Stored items
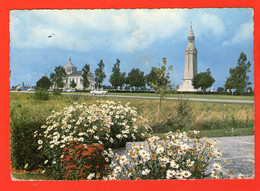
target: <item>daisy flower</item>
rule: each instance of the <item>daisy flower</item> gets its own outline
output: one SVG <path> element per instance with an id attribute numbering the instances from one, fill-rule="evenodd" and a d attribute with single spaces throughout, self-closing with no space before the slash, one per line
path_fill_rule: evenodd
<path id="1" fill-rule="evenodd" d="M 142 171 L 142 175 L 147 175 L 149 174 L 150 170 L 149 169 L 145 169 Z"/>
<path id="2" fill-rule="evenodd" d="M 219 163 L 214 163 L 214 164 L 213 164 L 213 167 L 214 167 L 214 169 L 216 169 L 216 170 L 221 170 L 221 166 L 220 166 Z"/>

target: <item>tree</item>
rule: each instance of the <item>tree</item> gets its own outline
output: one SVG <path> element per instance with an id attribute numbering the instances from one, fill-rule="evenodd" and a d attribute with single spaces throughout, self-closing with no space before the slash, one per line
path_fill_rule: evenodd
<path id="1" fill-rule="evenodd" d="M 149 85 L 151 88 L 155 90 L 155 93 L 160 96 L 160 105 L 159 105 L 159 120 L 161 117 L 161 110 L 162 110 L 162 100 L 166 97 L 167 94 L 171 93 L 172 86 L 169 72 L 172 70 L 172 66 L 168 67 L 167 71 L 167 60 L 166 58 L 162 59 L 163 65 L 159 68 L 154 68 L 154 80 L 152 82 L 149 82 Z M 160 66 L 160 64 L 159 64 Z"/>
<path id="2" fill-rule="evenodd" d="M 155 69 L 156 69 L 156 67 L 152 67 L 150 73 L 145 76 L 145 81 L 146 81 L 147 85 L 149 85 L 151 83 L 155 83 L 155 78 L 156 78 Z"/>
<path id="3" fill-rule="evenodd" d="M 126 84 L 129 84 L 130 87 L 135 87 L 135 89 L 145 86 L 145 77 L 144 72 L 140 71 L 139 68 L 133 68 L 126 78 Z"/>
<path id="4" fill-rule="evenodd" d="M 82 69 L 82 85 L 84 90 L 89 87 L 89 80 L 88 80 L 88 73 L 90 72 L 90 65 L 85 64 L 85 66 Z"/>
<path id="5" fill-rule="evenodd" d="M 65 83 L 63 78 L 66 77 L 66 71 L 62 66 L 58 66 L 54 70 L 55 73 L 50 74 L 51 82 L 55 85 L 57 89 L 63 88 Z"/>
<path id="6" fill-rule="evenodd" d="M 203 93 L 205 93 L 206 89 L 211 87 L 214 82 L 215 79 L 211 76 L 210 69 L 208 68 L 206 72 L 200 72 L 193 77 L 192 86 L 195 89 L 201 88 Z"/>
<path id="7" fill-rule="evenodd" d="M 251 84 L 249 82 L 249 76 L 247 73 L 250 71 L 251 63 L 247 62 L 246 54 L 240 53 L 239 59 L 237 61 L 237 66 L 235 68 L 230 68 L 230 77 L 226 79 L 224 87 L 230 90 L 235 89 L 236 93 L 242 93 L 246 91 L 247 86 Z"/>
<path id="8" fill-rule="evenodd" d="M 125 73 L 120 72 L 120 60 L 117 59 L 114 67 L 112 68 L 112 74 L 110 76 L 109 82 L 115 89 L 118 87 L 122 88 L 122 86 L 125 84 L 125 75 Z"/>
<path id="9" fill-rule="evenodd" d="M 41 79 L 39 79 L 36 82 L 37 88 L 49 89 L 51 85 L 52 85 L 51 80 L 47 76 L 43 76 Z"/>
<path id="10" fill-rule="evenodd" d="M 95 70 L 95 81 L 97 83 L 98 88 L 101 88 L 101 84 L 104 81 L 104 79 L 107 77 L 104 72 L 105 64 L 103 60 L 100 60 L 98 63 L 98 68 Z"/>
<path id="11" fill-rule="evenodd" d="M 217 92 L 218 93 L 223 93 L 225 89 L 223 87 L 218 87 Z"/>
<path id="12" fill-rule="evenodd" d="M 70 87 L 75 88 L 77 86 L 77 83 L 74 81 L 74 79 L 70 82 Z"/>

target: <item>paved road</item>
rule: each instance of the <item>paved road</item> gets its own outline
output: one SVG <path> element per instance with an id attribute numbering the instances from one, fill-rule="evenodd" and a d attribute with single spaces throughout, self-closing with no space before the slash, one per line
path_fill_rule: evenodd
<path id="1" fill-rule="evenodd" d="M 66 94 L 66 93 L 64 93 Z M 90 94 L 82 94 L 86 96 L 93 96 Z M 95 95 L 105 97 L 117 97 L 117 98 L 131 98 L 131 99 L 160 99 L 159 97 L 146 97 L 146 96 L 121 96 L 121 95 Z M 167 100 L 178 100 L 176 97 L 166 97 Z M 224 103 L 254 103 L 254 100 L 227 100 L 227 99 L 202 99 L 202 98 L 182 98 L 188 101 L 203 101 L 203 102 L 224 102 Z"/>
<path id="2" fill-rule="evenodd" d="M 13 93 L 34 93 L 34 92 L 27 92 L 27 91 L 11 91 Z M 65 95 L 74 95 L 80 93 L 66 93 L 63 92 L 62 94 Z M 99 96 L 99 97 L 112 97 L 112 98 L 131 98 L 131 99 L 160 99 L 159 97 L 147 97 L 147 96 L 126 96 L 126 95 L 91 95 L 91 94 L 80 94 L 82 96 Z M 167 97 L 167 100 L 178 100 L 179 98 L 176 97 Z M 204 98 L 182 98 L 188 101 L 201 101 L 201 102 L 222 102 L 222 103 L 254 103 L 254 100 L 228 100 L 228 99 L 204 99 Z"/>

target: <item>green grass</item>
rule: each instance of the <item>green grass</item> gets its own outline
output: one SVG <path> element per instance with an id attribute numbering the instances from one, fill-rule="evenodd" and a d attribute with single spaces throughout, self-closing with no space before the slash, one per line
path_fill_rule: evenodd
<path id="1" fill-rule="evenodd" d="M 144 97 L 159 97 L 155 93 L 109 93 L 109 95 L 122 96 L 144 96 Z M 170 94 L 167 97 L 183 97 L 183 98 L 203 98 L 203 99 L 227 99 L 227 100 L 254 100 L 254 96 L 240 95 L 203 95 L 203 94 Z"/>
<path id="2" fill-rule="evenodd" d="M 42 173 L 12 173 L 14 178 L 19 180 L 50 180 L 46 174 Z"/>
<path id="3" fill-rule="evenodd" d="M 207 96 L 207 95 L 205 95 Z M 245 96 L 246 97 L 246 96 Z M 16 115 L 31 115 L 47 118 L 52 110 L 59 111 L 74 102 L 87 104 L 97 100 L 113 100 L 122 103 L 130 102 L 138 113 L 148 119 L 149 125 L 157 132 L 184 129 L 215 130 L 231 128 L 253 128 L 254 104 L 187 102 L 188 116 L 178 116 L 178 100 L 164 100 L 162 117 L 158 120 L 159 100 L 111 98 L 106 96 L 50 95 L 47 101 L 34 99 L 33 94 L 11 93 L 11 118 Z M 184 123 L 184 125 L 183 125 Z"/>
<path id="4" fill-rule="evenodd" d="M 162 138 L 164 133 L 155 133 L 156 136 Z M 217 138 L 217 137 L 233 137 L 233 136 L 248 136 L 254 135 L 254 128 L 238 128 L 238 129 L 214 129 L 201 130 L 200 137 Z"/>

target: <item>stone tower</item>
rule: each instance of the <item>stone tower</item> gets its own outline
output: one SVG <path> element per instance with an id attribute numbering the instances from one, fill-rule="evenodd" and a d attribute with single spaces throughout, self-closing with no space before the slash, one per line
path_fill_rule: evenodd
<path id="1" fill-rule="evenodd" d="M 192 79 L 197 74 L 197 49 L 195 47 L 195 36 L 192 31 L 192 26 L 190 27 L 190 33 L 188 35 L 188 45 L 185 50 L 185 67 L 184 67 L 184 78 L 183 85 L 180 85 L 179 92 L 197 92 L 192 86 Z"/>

**What you will do:**
Search the entries for "green" and show every line that has it.

**Result of this exercise:**
target: <item>green grass</item>
rule: each instance of the <item>green grass</item> gets its own outline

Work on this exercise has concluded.